Selected extract:

::::::::

What to see in Corcubión
Corcubion, land of calm and bravery
In Corcubión, boats were often launched in past centuries. One of the shipyards that existed in our municipality was the one owned by the Compañía General de Carbones (General Coal Company), located on Quenxe’s beach, where some of the salting factories of the municipality were also located and whose remains can still be seen. One of the best known launches is the sailboat Julita. This 300-tonne boat was launched on the 27th of September 1920 as part of the Mercedes’ festivity programme, as the Compañía General de Carbones wanted to contribute to the splendour of the celebrations. It was built in the shipyards that this company had in Quenxe and the person in charge of this work was the master José Iglesias, known as Palletas. The godmother of this event was the daughter of the manager in Galicia of the Compañía de Carbones, who was also called Julia.
In addition to the sailboat Julita, other boats were built, such as the steamer Triton (used to transport the workers to the pontoons), the barges San José, Ameijenda, Pindo, etc.

::::::::

Raw records:

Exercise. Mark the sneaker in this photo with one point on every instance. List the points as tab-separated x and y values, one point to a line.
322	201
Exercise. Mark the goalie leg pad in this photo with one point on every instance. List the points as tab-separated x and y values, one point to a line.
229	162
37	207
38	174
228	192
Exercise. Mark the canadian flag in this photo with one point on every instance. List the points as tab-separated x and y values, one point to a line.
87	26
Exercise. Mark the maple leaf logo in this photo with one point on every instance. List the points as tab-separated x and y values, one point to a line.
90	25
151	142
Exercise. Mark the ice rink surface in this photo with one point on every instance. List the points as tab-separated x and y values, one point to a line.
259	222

::::::::

Copy the stretch of the Corcubión text from "In addition to" through "Ameijenda, Pindo, etc.", replacing "steamer" with "steamship". The records have nothing to do with the text about Corcubión.

Expected output:
In addition to the sailboat Julita, other boats were built, such as the steamship Triton (used to transport the workers to the pontoons), the barges San José, Ameijenda, Pindo, etc.